* _Task details_:
Nothing may be dropped or altered: reproduce all the data.
— Start Available records —
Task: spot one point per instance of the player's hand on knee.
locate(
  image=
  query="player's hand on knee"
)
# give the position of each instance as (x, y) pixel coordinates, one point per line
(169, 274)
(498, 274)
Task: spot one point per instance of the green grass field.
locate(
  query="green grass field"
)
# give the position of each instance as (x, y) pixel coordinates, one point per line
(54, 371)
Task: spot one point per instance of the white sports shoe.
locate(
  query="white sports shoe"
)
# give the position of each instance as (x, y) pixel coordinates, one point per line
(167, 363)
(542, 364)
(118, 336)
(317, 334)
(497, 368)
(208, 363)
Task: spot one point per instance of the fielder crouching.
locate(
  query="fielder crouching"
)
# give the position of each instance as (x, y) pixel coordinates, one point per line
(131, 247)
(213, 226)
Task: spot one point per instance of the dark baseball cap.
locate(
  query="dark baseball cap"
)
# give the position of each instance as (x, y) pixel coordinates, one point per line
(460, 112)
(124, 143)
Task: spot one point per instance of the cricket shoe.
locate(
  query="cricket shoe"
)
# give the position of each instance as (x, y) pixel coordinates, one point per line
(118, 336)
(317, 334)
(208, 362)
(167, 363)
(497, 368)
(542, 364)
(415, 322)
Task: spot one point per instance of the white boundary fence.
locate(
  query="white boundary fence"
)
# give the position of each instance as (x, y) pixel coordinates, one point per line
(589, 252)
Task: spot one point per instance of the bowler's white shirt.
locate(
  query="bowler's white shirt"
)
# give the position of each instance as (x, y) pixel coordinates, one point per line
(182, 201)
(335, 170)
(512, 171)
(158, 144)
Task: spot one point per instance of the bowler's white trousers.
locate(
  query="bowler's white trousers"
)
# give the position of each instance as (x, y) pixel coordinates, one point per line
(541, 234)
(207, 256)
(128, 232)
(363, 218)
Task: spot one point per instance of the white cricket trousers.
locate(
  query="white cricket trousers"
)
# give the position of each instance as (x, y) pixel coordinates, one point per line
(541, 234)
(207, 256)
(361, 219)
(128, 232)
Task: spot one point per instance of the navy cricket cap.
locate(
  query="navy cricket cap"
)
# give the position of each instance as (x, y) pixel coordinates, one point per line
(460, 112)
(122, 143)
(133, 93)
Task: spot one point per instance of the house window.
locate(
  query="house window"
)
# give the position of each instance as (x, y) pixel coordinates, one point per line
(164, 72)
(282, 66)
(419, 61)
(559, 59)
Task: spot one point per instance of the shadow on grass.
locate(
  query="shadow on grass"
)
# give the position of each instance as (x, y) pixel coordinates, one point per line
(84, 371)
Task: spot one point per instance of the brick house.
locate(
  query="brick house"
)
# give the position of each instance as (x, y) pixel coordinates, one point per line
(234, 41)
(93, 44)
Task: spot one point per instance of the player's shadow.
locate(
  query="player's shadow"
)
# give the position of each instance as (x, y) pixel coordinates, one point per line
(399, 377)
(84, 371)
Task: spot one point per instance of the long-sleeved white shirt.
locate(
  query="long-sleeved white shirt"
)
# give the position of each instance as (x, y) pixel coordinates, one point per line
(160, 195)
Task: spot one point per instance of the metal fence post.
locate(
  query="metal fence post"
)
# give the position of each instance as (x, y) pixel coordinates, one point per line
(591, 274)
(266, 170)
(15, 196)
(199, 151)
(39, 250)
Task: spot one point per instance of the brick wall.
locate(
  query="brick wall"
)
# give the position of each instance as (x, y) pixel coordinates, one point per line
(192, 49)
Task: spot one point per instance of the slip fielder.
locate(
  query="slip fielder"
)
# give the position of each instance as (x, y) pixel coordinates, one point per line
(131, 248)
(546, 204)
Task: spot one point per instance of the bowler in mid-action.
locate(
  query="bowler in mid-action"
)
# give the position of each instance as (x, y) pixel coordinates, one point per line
— End Available records —
* _Response_:
Task: spot one point per instance of the player's hand on knee.
locate(
  image=
  query="player's hand on knee"
)
# give the position of each instance as (x, y) pixel coordinates, one point per line
(169, 274)
(498, 274)
Task: spot one point per instance of the green grass field.
locate(
  query="green grass field"
)
# give the position of each instance as (x, y) pixel coordinates, one point per line
(54, 371)
Task: spot one point per instance of the white sports shoe.
locate(
  query="white sports shoe"
)
# give the position of each instance as (x, y) pixel coordinates, one point per line
(167, 363)
(542, 364)
(118, 336)
(317, 334)
(497, 368)
(208, 363)
Task: spot one point per instance of the fielder crouching.
locate(
  query="fielder crouching"
)
# give the position of each instance as (x, y) pixel coordinates, one point per line
(131, 247)
(213, 226)
Task: spot one point per instance of the dark baseball cap.
locate(
  query="dark baseball cap"
)
# give the position of each instance as (x, y) pixel coordinates, one point per line
(460, 112)
(124, 143)
Task: spot one point per instance of the cricket shoe.
locate(
  query="cricket shoe"
)
# give the position of each instance as (x, y) pixel coordinates, one point per line
(118, 336)
(317, 334)
(208, 362)
(167, 363)
(497, 368)
(542, 364)
(415, 322)
Task: spot one point per instance of the white boundary fence.
locate(
  query="white boundary fence"
)
# give the position of each instance as (x, y) pixel coordinates, one point per line
(589, 252)
Task: spot one point per instance of the bowler's white shirt.
locate(
  query="bowler's white shirt"
)
# give the position of each instance as (x, y) pixel coordinates, one point per line
(182, 201)
(335, 170)
(512, 171)
(158, 144)
Task: spot one point per instance of the bowler's white trousers.
locate(
  query="bowler's white trousers"
)
# give the position of each instance as (x, y) pixel coordinates, one point per line
(541, 234)
(207, 256)
(128, 232)
(363, 218)
Task: spot one point per instance of the white cricket trousers.
locate(
  query="white cricket trousers"
)
# give the position of each instance as (x, y) pixel coordinates, one point per line
(541, 234)
(207, 256)
(361, 219)
(128, 232)
Task: spot one point per instance of the navy cricket cap.
locate(
  query="navy cricket cap"
)
# give the position of each instance as (x, y) pixel coordinates, one point per line
(460, 112)
(122, 143)
(133, 93)
Task: spot one point per instance of the house window.
locate(
  query="house window"
)
# give the position of each instance as (x, y) pixel coordinates, one point per line
(164, 72)
(282, 66)
(419, 61)
(559, 59)
Task: spot one point per instance of the shadow on grass.
locate(
  query="shadow on grass"
)
# give the position of each instance as (x, y) pixel coordinates, one point per line
(84, 371)
Task: spot one point per instance of the brick house.
locate(
  query="brick house"
)
# give the position of each instance as (x, y) pixel coordinates, one point per line
(234, 41)
(93, 44)
Task: spot one point per instance of the player's shadow.
locate(
  query="player's shadow"
)
# give the position of each instance as (x, y) pixel coordinates, one point per line
(399, 377)
(84, 371)
Task: spot one point per instance of the long-sleeved white shirt.
locate(
  query="long-sleeved white shirt"
)
# give the position of each instance as (x, y) pixel coordinates, one point per line
(160, 195)
Task: spot one point per instance of the metal fence post.
locate(
  query="metal fence post"
)
# give the position of each instance as (x, y) pixel coordinates, one point per line
(591, 274)
(266, 170)
(15, 196)
(199, 151)
(39, 250)
Task: spot one point per instance of the brick wall.
locate(
  query="brick wall"
)
# give the position of each instance as (x, y) pixel coordinates, one point per line
(192, 49)
Task: spot one point per instance of the slip fielder.
locate(
  query="slip fielder"
)
# give the position of each instance as (x, y) pixel coordinates, one point per line
(131, 248)
(546, 204)
Task: spot one point per instance of the bowler in mid-action.
locate(
  query="bowler in mid-action"
)
# give the position of each instance as (x, y) pixel coordinates, one point per line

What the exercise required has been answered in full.